Challenge: What follows is a listing. Return every line of it exactly.

Listing:

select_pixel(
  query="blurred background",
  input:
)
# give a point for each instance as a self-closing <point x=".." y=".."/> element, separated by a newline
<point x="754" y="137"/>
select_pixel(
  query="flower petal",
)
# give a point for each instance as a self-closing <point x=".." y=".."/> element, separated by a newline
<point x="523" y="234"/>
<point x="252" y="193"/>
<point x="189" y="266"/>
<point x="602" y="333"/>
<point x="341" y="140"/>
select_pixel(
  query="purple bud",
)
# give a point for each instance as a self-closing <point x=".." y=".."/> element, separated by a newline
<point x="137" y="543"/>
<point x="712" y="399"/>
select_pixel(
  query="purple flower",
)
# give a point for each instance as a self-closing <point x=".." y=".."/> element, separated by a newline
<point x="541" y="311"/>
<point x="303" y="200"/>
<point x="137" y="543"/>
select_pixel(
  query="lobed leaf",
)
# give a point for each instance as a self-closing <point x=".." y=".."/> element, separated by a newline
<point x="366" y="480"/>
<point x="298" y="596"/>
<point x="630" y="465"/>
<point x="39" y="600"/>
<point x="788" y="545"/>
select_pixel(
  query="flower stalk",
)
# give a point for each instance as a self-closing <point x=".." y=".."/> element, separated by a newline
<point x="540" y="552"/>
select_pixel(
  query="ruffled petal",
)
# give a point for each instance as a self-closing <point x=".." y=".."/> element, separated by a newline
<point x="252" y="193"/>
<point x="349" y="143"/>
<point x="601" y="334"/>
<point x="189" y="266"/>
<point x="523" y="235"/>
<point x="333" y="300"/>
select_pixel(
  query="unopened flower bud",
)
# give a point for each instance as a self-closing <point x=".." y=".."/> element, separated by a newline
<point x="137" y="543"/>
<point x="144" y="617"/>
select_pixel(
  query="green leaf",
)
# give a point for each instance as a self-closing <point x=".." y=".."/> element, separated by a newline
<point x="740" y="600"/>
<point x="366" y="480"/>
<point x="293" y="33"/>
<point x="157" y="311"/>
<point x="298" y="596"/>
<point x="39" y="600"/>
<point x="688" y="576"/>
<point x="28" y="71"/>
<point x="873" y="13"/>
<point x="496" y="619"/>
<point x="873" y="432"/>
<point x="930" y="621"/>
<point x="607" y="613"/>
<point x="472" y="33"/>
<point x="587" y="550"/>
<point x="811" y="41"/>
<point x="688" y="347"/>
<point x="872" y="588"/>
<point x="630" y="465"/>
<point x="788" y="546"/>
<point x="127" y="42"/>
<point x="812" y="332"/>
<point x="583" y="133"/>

Solution for this exercise:
select_pixel(
  query="blurred background",
  input:
)
# give a point for each instance as a self-closing <point x=".." y=".."/> element, separated by a newline
<point x="754" y="137"/>
select_pixel(
  query="flower petal",
)
# give a point for each instance as a self-closing <point x=".." y=".."/> element, separated by a newline
<point x="523" y="234"/>
<point x="252" y="193"/>
<point x="189" y="266"/>
<point x="602" y="333"/>
<point x="341" y="140"/>
select_pixel(
  query="purple bud",
)
# give a point for each instance as a self-closing <point x=".." y=".."/> element, separated by a newline
<point x="137" y="543"/>
<point x="712" y="399"/>
select_pixel(
  query="purple flower",
)
# give a point for each instance as a self-closing <point x=".." y=".."/> element, separated by a newline
<point x="541" y="311"/>
<point x="303" y="200"/>
<point x="137" y="543"/>
select_pixel(
  query="lobed leaf",
)
# give a point for each instance as a self-closing <point x=".." y=".."/> element, separated by a newline
<point x="366" y="480"/>
<point x="298" y="596"/>
<point x="630" y="465"/>
<point x="39" y="600"/>
<point x="788" y="545"/>
select_pixel(
  query="flower stalk",
)
# give a point for each instance as a self-closing <point x=".." y=".."/> element, separated by a newline
<point x="540" y="552"/>
select_pixel(
  query="ruffled petal",
)
# give a point for each instance as a self-closing <point x=".." y=".."/> element, separated by a newline
<point x="252" y="193"/>
<point x="349" y="143"/>
<point x="601" y="334"/>
<point x="189" y="266"/>
<point x="523" y="235"/>
<point x="333" y="300"/>
select_pixel(
  query="unopened flower bud",
)
# give a point for each instance as a self-closing <point x=".." y=".."/> element, separated by a newline
<point x="137" y="543"/>
<point x="144" y="617"/>
select_pixel(
  query="green leaf",
)
# give a point for each instance as a self-closing <point x=".." y=".."/> element, separated by a newline
<point x="740" y="600"/>
<point x="366" y="480"/>
<point x="293" y="33"/>
<point x="157" y="311"/>
<point x="298" y="596"/>
<point x="39" y="600"/>
<point x="688" y="576"/>
<point x="28" y="71"/>
<point x="873" y="13"/>
<point x="496" y="619"/>
<point x="873" y="432"/>
<point x="930" y="621"/>
<point x="607" y="613"/>
<point x="472" y="33"/>
<point x="587" y="550"/>
<point x="811" y="41"/>
<point x="688" y="347"/>
<point x="872" y="588"/>
<point x="630" y="465"/>
<point x="788" y="546"/>
<point x="127" y="42"/>
<point x="812" y="332"/>
<point x="583" y="133"/>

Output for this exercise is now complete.